▶ **Task brief**:
Write the next part of the article on the fourth season of K-pop Star, picking up after its last sentence.

- Hosted by: Jun Hyun-moo Yura
- Judges: Park Jin-young Yang Hyun-suk You Hee-yeol
- Winner: Katie Kim
- Runner-up: Jung Seung-hwan

Release
- Original network: SBS
- Original release: November 23, 2014 – April 19, 2015

Season chronology
- ← Previous K-pop Star 3Next → K-pop Star 5

= K-pop Star 4 =

The fourth season of the South Korean reality television competition show K-pop Star premiered on SBS on November 23, 2014, airing Sunday evenings at 4:50 pm KST as part of the Good Sunday lineup. Yang Hyun-suk, Park Jin-young, and You Hee-yeol returned as judges. The contest began receiving applications in June, with preliminary auditions taking place in Seoul and throughout South Korea, as well as the United States, Australia, Singapore, and Hong Kong until September 2014. The season ended on April 12, 2015, with Katie Kim crowned as winner and choosing to sign with YG Entertainment.

A special episode containing behind the scenes footage and interviews aired the following week. The show decided to change its rule and give the two runners-up, Jung Seung-hwan and Lee Jin-ah, the chance to choose the company they want to join as well. Both contestants chose Antenna Music and were accepted. On May 14, Lily M. revealed that she has signed an exclusive contract with JYP Entertainment.

▶ **Extracted data**:
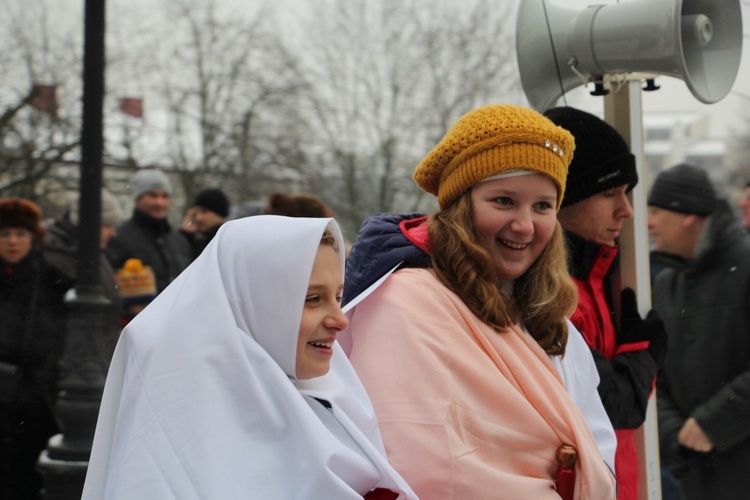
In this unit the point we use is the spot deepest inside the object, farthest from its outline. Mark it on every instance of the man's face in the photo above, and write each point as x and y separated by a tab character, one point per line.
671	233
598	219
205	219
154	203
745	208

...

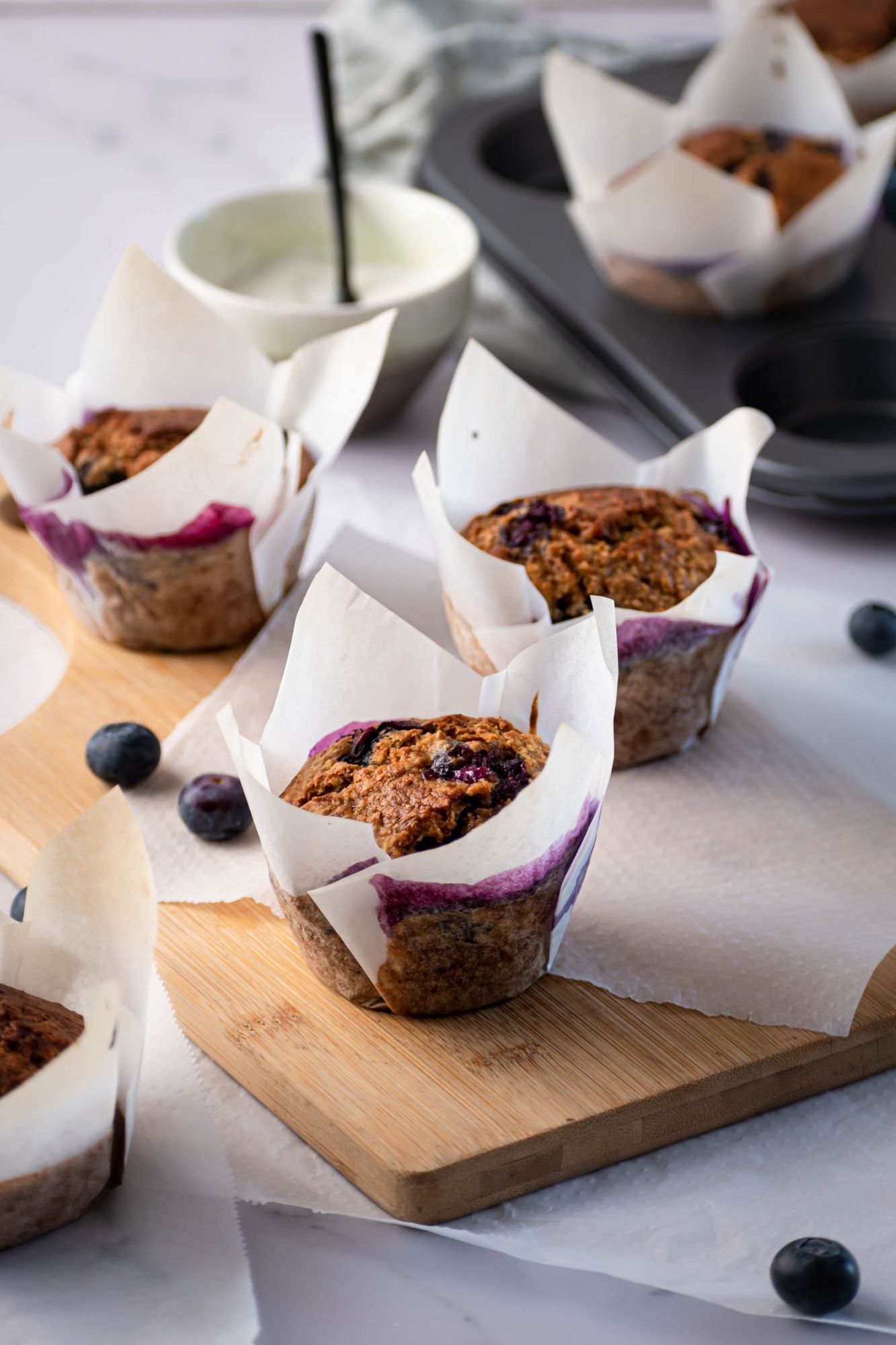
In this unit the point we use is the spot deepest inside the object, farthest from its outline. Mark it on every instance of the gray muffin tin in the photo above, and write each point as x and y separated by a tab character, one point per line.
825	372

▶ **Response**:
== Process ==
- Audition applications + Preliminary auditions (June - September 2014)
  - Preliminary auditions were held from around the world in United States, Australia, Hong Kong, Singapore, and other countries.
- Round 1: Talent Audition (Airdate: November 23 – December 7, 2014)
  - Contestants who passed the preliminary auditions appear in front of the three judges for the first time. Contestants can pass with at least two "passes" from the judges, or the judge can offer to use the Wild Card.
- Round 2: Ranking Audition (Airdate: December 7–28, 2014)
  - Contestants who pass the first round are put into groups with others that are most similar to their age or singing style. The whole group can pass, fail, or a selected few can pass. Each contestant gets to have one-on-one training with Park Jin-young, Yang Hyun-suk, or You Hee-yeol.
- Round 3: Team Mission (Airdate: January 4–18, 2015)
  - Contestants form teams to compete head to head. The winning team moves on to the next round. A member of the losing team must be eliminated.
- Round 4: Casting Audition (Airdate: January 18 – February 1, 2015)
  - Contestants perform solo or in teams assigned by the judges. Each judge has six casting cards. Each spot can be occupied by a contestant or a team of contestants. Contestants not selected in the casting round are eliminated.
- Round 5: Battle Audition (Airdate: February 8–22, 2015)
  - Contestants represent the company they were cast to in a 1 to 1 to 1 battle. First place automatically gets to be in the Top 10, while 3rd place is eliminated. 2nd place takes another round by themselves. Anyone who does not get in the Top 10 teams/contestants is eliminated.
- Round 6: Stage Audition (Airdate: March 1 – April 12, 2015)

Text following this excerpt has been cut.